WHAT YOU NEED TO DO.
Give all of the material below as a numbered list, skipping blank lines and leaving out the pictures.

(Point labeling dataset excerpts)
┏━━

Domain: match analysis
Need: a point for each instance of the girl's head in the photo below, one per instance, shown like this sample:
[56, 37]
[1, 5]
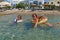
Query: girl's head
[34, 15]
[19, 16]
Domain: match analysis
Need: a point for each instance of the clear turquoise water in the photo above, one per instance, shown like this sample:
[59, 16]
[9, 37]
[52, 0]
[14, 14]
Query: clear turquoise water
[25, 30]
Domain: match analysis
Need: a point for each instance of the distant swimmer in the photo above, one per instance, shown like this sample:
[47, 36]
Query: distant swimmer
[39, 20]
[18, 19]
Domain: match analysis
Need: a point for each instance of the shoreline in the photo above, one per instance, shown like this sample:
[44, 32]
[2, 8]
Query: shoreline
[10, 12]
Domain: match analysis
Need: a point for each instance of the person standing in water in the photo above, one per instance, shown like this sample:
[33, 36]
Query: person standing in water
[39, 20]
[18, 19]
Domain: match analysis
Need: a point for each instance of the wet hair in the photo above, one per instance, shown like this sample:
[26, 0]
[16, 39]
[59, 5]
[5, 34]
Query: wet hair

┗━━

FINISHED EXERCISE.
1. Domain: match analysis
2. Need: a point for each instance of the girl's head in the photo below, one per instance, shown like this sample:
3. [56, 37]
4. [1, 5]
5. Query: girl's head
6. [34, 15]
7. [19, 16]
8. Domain: match analysis
9. Need: a point for each instance of the clear turquoise water in the photo above, one per instance, shown like this sample:
10. [59, 16]
11. [9, 37]
12. [52, 0]
13. [14, 14]
14. Query: clear turquoise water
15. [25, 30]
16. Domain: match analysis
17. Need: a point for each instance of the distant swimmer in the photo above, one per instance, shown like this sample:
18. [47, 36]
19. Query: distant swimmer
20. [39, 20]
21. [18, 19]
22. Domain: match analysis
23. Need: a point for each instance of the shoreline in the photo above, one per instance, shown like this sample:
24. [44, 32]
25. [2, 8]
26. Query: shoreline
27. [10, 12]
28. Domain: match analysis
29. Need: a point for each instance of the person standing in water in the photo above, one per instance, shown like this sample:
30. [33, 36]
31. Query: person standing in water
32. [39, 20]
33. [18, 19]
34. Domain: match analysis
35. Need: a point for each instance of the wet hair in the photo above, one per instance, shown like this sample:
36. [26, 0]
37. [16, 39]
38. [59, 5]
39. [5, 34]
40. Query: wet hair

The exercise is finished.